▶ Your goal: Could you copy every line in the listing below that has the word "rocks"?

▶ Provided entries:
*** Block opens ***

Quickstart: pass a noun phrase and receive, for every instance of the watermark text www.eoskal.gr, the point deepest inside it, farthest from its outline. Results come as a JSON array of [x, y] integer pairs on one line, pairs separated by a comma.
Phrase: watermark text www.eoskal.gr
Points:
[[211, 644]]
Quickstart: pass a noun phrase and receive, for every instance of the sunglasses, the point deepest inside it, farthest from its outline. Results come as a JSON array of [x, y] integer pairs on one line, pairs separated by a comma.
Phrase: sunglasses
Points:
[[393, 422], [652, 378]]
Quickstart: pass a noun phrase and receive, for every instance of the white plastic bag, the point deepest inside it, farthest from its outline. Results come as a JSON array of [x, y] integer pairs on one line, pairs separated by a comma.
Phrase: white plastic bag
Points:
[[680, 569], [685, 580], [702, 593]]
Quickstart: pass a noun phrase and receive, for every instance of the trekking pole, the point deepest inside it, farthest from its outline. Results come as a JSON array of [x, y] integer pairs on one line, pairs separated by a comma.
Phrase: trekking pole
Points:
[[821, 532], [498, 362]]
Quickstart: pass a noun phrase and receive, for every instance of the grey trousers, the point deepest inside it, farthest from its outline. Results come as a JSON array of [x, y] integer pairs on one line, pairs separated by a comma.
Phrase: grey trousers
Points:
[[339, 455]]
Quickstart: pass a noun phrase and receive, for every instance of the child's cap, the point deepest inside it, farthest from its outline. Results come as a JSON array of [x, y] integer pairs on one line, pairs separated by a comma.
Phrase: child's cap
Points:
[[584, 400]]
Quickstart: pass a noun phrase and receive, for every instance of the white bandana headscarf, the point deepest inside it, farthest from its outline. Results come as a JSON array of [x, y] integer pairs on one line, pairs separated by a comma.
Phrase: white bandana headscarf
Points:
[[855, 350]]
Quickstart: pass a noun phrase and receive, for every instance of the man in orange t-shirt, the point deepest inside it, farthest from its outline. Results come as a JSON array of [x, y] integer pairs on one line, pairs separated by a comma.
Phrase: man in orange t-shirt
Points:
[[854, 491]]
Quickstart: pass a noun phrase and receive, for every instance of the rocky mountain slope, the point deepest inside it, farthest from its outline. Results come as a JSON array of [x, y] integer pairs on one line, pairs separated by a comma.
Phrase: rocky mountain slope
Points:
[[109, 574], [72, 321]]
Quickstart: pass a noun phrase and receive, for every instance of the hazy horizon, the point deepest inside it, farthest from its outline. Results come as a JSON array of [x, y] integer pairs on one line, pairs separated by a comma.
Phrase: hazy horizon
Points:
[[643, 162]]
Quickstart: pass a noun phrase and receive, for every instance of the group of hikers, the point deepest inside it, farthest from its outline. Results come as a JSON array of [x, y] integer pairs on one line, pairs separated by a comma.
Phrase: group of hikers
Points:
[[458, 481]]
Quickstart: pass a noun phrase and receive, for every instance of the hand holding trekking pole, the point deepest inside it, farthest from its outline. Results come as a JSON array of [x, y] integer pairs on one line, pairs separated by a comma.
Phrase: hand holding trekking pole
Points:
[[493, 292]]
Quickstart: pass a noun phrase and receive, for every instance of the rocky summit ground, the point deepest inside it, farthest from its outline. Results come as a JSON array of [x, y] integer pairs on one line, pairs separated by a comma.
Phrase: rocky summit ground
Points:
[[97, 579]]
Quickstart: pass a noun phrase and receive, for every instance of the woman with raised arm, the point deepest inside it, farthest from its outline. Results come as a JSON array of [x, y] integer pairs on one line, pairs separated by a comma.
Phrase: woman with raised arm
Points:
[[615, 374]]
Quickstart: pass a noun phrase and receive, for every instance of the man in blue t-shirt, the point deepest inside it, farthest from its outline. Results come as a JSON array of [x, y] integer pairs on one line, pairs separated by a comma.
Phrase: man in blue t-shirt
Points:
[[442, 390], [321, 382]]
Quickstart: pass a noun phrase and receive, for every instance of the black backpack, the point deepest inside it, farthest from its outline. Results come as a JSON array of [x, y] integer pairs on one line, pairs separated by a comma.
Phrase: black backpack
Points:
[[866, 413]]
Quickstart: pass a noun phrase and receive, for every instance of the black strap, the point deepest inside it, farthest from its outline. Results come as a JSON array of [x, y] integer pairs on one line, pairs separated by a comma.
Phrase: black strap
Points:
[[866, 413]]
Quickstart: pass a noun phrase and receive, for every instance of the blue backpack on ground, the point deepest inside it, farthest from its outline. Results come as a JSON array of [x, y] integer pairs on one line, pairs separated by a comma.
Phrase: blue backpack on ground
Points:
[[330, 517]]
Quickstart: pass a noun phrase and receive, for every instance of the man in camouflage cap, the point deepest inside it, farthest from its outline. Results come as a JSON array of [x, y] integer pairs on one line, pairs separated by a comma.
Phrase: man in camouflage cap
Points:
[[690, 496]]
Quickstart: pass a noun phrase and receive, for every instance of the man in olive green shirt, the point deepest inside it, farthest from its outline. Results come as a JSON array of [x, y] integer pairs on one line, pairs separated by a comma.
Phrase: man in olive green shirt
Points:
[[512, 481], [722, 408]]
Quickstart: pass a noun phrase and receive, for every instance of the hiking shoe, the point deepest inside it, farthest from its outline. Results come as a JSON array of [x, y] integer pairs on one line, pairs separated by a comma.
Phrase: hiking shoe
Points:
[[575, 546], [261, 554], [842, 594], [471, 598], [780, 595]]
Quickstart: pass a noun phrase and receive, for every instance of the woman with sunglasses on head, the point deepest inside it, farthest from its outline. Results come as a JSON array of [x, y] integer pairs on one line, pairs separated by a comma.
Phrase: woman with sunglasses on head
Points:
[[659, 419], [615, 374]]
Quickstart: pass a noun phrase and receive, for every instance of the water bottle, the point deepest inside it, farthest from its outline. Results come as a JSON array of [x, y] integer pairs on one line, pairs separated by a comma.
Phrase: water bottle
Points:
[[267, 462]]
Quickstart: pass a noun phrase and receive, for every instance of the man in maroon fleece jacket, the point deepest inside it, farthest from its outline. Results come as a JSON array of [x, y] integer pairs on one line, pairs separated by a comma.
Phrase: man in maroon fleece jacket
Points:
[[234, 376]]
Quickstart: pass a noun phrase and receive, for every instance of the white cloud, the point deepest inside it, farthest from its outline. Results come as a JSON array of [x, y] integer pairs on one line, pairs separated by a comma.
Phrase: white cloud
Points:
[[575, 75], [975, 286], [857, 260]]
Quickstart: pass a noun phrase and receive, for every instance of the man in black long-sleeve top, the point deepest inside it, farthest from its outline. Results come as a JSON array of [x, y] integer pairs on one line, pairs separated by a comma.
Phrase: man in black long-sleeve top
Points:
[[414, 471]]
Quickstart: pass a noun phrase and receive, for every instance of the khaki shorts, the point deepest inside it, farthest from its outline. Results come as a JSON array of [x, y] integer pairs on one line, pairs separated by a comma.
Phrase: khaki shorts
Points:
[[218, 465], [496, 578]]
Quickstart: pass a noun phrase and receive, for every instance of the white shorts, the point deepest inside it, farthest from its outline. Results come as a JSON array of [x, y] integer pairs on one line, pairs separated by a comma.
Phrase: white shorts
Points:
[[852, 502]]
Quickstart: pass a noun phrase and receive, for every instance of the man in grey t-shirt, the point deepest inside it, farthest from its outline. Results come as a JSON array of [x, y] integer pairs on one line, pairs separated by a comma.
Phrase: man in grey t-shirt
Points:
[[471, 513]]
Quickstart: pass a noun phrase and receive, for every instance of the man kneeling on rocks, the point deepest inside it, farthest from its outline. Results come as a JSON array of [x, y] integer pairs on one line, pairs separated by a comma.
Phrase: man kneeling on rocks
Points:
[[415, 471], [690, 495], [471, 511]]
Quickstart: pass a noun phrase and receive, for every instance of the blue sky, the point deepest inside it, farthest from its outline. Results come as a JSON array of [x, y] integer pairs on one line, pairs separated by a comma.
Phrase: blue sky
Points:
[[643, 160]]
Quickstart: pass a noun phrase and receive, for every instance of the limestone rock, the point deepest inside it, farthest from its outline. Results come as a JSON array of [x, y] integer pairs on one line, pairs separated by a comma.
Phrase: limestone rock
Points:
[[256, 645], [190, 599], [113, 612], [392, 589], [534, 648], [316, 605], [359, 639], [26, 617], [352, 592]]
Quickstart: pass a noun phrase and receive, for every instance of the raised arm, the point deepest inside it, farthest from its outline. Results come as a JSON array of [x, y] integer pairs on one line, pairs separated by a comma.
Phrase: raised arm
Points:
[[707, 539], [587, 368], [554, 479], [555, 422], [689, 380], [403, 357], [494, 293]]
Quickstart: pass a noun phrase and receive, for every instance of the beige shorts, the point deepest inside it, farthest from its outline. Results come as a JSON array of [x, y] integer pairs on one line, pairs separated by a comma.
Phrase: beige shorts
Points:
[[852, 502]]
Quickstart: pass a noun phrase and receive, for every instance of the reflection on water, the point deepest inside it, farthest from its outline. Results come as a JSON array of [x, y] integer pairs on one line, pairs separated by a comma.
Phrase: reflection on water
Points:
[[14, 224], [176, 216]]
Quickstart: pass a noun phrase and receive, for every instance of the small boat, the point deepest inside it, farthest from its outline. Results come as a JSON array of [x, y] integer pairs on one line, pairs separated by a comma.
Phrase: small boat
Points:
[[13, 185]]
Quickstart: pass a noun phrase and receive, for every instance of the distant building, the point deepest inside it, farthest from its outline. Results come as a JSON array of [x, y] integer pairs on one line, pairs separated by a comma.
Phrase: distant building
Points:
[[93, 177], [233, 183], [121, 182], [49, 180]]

*** Block closes ***

▶ Solution below:
Quickstart: pass a noun phrase and receive, for every instance of the man kneeling on rocks, the point deepest inside it, farthest from its outline. Results come as a JSON array of [x, y] integer pairs on one line, pairs separated by a comma.
Phrase: man kneeling on rocks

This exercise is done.